◆ STATED TASK A ◆
From the text on deployment models, set down the passage between "Each target uses" and "defines every tier.", inclusive.
◆ STATED TASK B ◆
Answer these questions from the text on deployment models:
(i) What value is cancel-in-progress set to for CI concurrency?
(ii) Which file holds the bundle parameters?
(iii) What catalog name does the acceptance tier use?

◆ READING TEXT ◆

◇ ◇ ◇

Pure-transform tests (DataFrame in/out only) are optional but help localize failures in multi-step logic.

CI: integration tests run on non-draft PRs to main (and **release/**** when the deployment model uses release branches), optional **workflow_dispatch**, and before every deploy via one reusable workflow; deploy always depends on that run. Concurrency uses cancel-in-progress: false so in-flight runs finish teardown (no orphan dev bundles).

Deployment models

Model	Targets (tiers)	Promotion	Tags / releases
`dev_prd`	dev, prd	Push `main` → integration test → prod	Optional `v*` tag → GitHub Release only (no deploy from tag)
`dev_stg_prd`	dev, stg, prd	Push `main` → staging; tag `vX.Y.Z` → prod	Stable tags + changelog; release/ hotfix branches supported
`dev_tst_acc_prd`	dev, tst, acc, prd	Push `main` → test (subset); tag `vX.Y.Z-rc.N` → acc; tag `vX.Y.Z` → prod	Semver pre-releases + stable; GitHub Release on stable only by default

Each target uses its own Unity Catalog name (<project>_dev, <project>_staging, <project>_test, <project>_acc, <project>_prod depending on deployment_model). Dev uses seeded data and per-developer schema suffixes where configured (e.g. ingestion_<user>). Staging / test (models that include them) point at the real warehouse with TEST_SITE_IDS in ingestion/tables/source_tables.py. Acceptance / prod use the full real catalog as configured.

resources/variables.yml holds bundle parameters (config_file_path, env, service_principal_id) — not table routing; routing stays in config/app.yaml.

Catalog names (reference)

Unity Catalog names follow <project_name>_<env>. Not every model defines every tier.

Tier	Catalog	Used by	Typical data
dev	`<project>_dev`	all models	Seeded fixtures; schemas often include `dev_id` / user for isolation (e.g. `ingestion_jdoe`)
staging	`<project>_staging`	`dev_stg_prd`	Real warehouse; `TEST_SITE_IDS`
test	`<project>_test`	`dev_tst_acc_prd`	Real warehouse subset (`TEST_SITE_IDS`)
acceptance	`<project>_acc`	`dev_tst_acc_prd`	Full real warehouse (UAT)
prod	`<project>_prod`	all models	Full real warehouse

Promotion by deployment model

`dev_prd`

Push to main → integration test → deploy prod.

◇ ◇ ◇

◆ DATA ROWS ◆
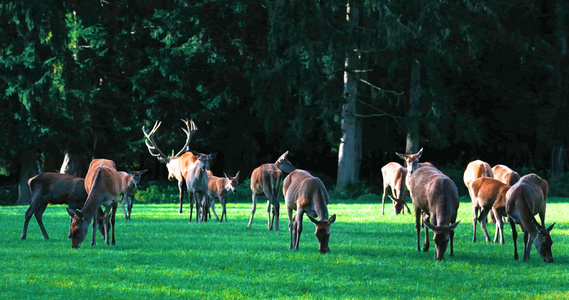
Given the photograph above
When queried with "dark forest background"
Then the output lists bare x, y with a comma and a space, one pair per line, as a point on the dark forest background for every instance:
80, 78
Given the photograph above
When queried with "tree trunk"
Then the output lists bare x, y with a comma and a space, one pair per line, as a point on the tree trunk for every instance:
412, 145
73, 164
349, 152
28, 168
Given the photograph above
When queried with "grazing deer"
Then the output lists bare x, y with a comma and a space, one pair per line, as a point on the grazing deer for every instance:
307, 194
394, 176
435, 197
219, 187
54, 188
505, 174
266, 180
524, 200
488, 194
174, 163
130, 185
103, 185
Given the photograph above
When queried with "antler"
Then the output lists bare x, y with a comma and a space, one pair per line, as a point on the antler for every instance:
151, 144
189, 130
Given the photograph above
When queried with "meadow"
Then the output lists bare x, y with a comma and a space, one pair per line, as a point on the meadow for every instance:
159, 255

◇ ◇ ◇

◆ WRITTEN REPLY A ◆
Each target uses its own Unity Catalog name (<project>_dev, <project>_staging, <project>_test, <project>_acc, <project>_prod depending on deployment_model). Dev uses seeded data and per-developer schema suffixes where configured (e.g. ingestion_<user>). Staging / test (models that include them) point at the real warehouse with TEST_SITE_IDS in ingestion/tables/source_tables.py. Acceptance / prod use the full real catalog as configured.

resources/variables.yml holds bundle parameters (config_file_path, env, service_principal_id) — not table routing; routing stays in config/app.yaml.

Catalog names (reference)

Unity Catalog names follow <project_name>_<env>. Not every model defines every tier.

◆ WRITTEN REPLY B ◆
(i) false
(ii) resources/variables.yml
(iii) <project>_acc